Text section:
====

We tested with tis series and found there was no performance change in
our test suites. (We don't have a good way to share the actual numbers
outside right now, but since they aren't really different it probably
doesn't matter much here.)
The difference we did see was a slight decrease in the number of tasks
moved around at higher loads. That seems to be a good thing even though
it didn't directly show time-based performance benefits (and was pretty
minor).
So if this helps other use cases we've got no problems with it.

====

Raw records:
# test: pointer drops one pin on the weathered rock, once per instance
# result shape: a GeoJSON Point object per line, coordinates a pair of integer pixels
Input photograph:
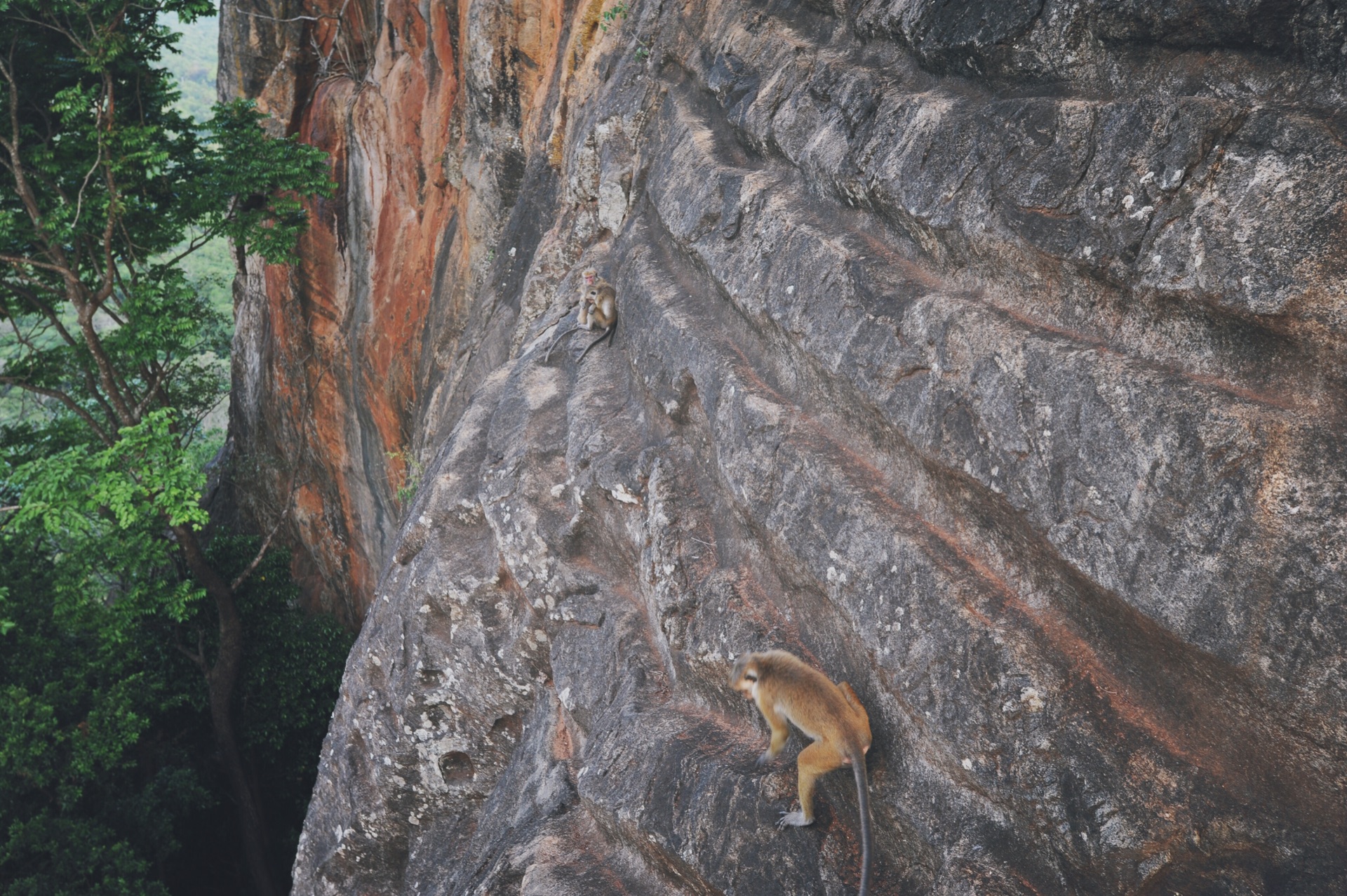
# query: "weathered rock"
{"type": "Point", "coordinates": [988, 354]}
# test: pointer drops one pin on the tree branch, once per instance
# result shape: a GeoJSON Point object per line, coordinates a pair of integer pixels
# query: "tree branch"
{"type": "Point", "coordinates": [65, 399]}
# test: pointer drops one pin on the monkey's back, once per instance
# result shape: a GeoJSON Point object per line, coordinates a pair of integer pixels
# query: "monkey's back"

====

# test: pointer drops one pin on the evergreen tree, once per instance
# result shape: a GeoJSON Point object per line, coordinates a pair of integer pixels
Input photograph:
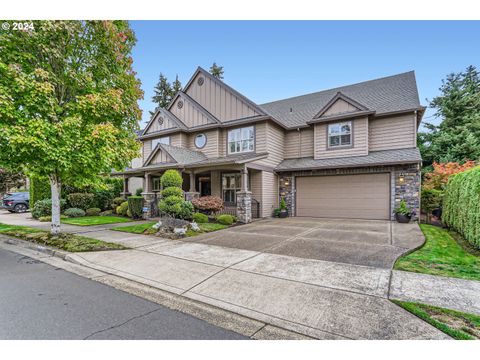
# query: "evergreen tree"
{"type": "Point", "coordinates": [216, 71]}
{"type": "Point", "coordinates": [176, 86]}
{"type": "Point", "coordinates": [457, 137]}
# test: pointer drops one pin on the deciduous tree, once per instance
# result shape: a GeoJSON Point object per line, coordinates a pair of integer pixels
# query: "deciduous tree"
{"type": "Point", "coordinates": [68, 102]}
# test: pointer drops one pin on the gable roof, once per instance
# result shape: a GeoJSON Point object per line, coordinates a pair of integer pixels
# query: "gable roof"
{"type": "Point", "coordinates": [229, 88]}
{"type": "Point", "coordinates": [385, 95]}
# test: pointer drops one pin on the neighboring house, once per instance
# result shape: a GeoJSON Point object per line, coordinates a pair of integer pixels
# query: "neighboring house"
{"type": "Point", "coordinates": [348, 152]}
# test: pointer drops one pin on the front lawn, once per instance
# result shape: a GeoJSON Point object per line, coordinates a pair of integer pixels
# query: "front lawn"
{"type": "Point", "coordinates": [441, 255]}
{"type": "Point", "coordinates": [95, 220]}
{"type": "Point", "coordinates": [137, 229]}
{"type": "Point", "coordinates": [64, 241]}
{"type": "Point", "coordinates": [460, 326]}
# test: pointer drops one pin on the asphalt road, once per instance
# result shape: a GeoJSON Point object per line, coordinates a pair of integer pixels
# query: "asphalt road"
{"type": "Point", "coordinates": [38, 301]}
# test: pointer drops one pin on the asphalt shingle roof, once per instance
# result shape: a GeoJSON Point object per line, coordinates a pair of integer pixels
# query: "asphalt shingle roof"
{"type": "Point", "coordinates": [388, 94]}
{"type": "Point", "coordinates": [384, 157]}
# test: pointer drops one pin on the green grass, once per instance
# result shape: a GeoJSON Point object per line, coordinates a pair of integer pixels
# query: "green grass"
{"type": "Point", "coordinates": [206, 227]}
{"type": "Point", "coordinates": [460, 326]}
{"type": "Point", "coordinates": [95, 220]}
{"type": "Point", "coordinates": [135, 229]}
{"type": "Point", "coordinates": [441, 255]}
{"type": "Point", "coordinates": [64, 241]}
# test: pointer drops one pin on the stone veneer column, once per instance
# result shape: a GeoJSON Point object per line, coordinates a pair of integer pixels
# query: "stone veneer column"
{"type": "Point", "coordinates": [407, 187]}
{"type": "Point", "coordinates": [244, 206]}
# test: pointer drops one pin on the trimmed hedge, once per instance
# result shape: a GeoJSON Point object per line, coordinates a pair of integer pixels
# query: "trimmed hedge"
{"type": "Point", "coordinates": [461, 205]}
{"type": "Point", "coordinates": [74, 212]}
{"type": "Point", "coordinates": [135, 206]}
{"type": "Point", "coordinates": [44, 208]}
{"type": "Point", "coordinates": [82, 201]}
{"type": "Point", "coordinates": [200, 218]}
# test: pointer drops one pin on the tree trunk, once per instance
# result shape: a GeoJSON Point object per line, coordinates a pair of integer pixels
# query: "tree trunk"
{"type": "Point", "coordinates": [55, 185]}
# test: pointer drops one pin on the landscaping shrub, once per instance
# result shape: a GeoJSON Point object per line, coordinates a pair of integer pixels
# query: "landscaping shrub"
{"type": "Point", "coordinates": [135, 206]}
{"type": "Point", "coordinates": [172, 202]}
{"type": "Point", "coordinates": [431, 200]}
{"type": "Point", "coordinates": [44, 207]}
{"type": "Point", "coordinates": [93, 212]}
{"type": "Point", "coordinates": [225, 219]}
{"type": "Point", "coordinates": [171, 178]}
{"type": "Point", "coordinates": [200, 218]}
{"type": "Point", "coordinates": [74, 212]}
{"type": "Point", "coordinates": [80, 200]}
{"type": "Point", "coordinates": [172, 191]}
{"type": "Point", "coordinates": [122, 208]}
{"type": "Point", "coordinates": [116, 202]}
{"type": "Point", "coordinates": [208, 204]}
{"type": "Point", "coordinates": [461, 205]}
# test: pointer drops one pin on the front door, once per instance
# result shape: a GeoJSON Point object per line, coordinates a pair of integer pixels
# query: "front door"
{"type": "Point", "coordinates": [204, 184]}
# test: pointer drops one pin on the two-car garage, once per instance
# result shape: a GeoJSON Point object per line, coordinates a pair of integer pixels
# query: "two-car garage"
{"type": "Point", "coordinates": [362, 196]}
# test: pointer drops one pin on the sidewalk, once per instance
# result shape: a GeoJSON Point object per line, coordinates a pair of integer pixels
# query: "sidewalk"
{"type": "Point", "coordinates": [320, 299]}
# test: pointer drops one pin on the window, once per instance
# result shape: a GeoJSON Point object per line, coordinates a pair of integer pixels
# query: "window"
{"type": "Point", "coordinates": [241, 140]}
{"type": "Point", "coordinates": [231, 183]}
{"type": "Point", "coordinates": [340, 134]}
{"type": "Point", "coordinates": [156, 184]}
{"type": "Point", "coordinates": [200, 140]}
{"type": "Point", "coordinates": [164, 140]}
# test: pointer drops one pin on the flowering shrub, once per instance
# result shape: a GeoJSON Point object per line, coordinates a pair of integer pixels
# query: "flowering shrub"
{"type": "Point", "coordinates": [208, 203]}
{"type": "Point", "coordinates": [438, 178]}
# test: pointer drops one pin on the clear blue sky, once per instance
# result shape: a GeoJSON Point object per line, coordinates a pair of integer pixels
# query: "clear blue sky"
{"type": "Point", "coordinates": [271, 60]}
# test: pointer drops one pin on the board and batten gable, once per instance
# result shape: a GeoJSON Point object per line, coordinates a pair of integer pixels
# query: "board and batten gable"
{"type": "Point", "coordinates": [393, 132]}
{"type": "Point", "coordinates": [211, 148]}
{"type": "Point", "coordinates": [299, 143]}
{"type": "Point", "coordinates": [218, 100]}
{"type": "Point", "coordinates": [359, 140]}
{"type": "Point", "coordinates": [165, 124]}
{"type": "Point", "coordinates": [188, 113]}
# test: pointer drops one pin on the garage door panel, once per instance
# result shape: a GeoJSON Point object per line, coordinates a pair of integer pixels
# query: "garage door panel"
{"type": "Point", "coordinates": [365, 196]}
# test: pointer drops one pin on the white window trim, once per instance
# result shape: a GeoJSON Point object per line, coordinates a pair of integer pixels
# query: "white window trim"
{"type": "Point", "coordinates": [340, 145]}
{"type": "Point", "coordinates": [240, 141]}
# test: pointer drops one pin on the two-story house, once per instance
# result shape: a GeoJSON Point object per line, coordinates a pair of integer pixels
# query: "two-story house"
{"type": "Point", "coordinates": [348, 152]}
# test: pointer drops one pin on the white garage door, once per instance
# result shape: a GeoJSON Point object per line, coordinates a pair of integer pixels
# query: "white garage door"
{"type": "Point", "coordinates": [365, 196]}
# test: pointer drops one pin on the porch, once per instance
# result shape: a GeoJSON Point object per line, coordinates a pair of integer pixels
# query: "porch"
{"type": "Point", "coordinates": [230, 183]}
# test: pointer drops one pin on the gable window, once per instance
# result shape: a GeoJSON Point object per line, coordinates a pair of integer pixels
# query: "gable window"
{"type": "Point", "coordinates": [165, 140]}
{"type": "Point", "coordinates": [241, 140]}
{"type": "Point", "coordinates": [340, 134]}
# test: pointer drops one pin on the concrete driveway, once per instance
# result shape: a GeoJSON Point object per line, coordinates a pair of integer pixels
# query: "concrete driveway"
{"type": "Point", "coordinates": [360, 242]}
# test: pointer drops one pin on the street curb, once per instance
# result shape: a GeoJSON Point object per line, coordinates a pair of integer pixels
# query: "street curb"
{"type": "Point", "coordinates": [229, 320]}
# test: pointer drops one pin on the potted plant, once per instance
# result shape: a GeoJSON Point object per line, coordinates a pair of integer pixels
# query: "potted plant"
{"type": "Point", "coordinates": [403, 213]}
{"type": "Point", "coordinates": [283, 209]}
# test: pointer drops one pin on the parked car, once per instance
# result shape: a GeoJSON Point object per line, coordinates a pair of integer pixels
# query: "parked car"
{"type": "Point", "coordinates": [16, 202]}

====

Stated goal:
Write out the test report word for word between "We tested with" and "matter much here.)", inclusive. The material is not needed for the task that follows.

Correct response:
We tested with tis series and found there was no performance change in
our test suites. (We don't have a good way to share the actual numbers
outside right now, but since they aren't really different it probably
doesn't matter much here.)